[Rows from a pointing dataset]
···
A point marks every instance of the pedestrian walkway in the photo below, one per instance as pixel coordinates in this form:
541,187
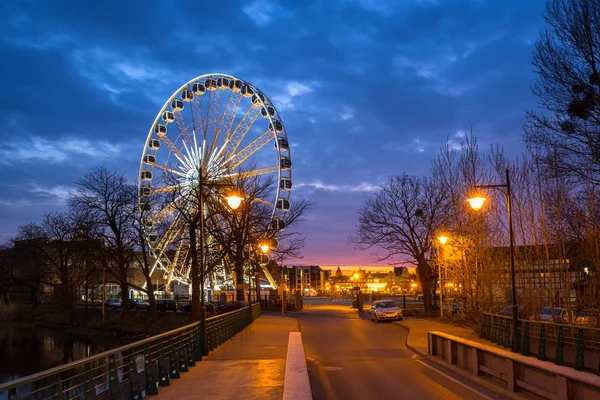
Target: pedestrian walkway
417,339
250,366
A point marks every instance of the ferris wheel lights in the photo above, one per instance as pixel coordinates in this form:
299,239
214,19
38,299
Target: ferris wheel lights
146,175
177,105
258,99
246,91
187,95
223,83
198,88
149,159
154,144
268,112
283,144
168,116
160,130
285,184
211,84
234,201
285,163
235,85
283,204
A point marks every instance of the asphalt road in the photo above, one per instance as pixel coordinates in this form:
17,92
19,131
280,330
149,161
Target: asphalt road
349,357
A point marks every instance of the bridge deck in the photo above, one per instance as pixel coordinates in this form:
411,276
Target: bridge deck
249,366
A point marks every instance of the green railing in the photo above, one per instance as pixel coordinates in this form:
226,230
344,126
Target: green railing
571,345
135,370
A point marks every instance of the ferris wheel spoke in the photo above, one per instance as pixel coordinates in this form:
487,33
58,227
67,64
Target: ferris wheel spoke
183,128
241,129
264,202
167,169
174,149
254,172
167,189
226,123
237,159
168,210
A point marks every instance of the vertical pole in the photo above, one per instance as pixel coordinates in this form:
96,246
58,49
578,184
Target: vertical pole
202,308
515,345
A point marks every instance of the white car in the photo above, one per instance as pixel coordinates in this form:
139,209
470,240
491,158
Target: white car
382,310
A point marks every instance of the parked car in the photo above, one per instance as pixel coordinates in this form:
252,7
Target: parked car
382,310
455,309
138,304
166,305
113,303
507,311
232,306
587,317
187,307
552,314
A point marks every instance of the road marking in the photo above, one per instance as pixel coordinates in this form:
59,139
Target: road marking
456,381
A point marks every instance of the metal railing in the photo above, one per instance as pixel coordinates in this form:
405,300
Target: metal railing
571,345
135,370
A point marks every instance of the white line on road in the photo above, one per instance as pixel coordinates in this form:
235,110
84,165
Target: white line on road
456,381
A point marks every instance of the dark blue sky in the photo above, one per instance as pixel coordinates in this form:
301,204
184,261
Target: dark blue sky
366,89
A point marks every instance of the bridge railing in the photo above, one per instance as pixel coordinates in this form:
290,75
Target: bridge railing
572,345
135,370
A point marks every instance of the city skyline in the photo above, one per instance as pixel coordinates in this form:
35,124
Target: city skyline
365,89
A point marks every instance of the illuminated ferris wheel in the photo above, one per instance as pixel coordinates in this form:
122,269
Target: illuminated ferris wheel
218,129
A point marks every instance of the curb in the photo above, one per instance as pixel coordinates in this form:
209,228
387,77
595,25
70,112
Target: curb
296,384
408,346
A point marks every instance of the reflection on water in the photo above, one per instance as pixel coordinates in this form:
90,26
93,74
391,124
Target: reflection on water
27,350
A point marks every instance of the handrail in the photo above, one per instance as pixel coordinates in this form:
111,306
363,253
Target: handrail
244,317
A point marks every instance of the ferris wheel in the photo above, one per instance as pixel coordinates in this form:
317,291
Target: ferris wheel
215,128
···
▸ Stated problem
Reproduce all the entries that precede this task, word for word, minus any pictures.

▸ Solved problem
A point marks every instance of the pedestrian walkway in the photo below, one per instance as pixel coordinates in this form:
541,187
Target: pedestrian walkway
417,339
250,366
A point marks every instance of the ferris wheel lights in the photo above, one per instance as pixel coordinates in this form:
299,239
214,19
38,299
Target: ferris wheel lights
146,175
177,105
258,99
246,91
187,95
223,83
198,88
149,159
154,144
268,112
283,144
168,116
160,130
285,184
211,84
234,201
285,163
235,85
283,204
A point marks every instance of the asphalt road in the photo above, one per instance as pixel coordinates in this form:
17,92
19,131
280,330
149,161
Target: asphalt road
349,357
A point marks every instance of the bridge deck in the photo above, one per instance as pixel coordinates in this form:
411,276
Target: bridge deck
249,366
A point marks every instance of the green railing in the photo above, one per instance as pixel coordinates in this form:
226,230
344,126
Target: green railing
571,345
135,370
A point marks every instance of the ferris wheel spoke in the photo above, one per instance as pixel coordinates in this form:
487,33
58,227
67,64
Target: ferris wheel spoke
183,128
241,129
264,202
167,169
174,149
254,172
167,189
226,123
237,159
168,210
A point marks every instance of the vertical pole in the photo above, one per instance as pixel coordinates in this form:
96,246
58,49
578,184
Target: vertical pole
202,308
515,345
A point marks every instance of the white car in the photo above, one per instance as pixel coordinates in this form:
139,209
470,240
491,158
Target: white car
382,310
A point marks every instance of the parked car in the photo above, one per instance as pixel coordinates in this form:
252,7
Target: parked car
382,310
455,309
138,304
166,305
113,303
507,311
232,306
587,317
187,307
552,314
A point marks every instance of the road marking in the photo above, one per instance as pixel coordinates in this form:
59,139
Target: road marking
456,381
A point marks every instance of the metal railing in the photo above, one per instance as pixel coordinates in this form:
405,300
Target: metal railing
571,345
135,370
A point marks every instance of the white line on road in the photo above, one per instance as pixel coordinates in this form:
235,110
84,165
Target: white line on road
456,381
A point marks every instance of the dark blue sky in the photo above, one per instance as pixel coordinates in this form:
301,204
184,261
Target: dark blue sky
366,89
A point marks every instance of the bridge railing in the photo above, one per instance as pixel coordinates in this form:
290,75
Target: bridge railing
572,345
135,370
A point marks every instance of the city skyline in the photo above, one per instance as pixel coordinates in this form:
35,124
Target: city skyline
365,89
A point marks every instance of the illuminated ferris wheel in the photo above, one per instance as pixel coordinates in this form:
122,269
Target: illuminated ferris wheel
218,129
A point marks every instance of the curb in the photo above, one per instance as pixel coordinates in this form:
209,228
387,77
595,25
70,112
Target: curb
296,384
408,346
A point marks every instance of the reflection on water in the photo above, one per instance as pixel coordinates in this form:
90,26
93,74
391,124
Target: reflection on water
27,350
A point marks every instance of the handrail in the photo above, one per instance as pixel coordinates in this form:
111,306
363,253
Target: handrail
244,317
A point marks every instance of the ferris wheel in the photo above, one per instance as pixel coordinates in this form:
317,291
Target: ferris wheel
215,128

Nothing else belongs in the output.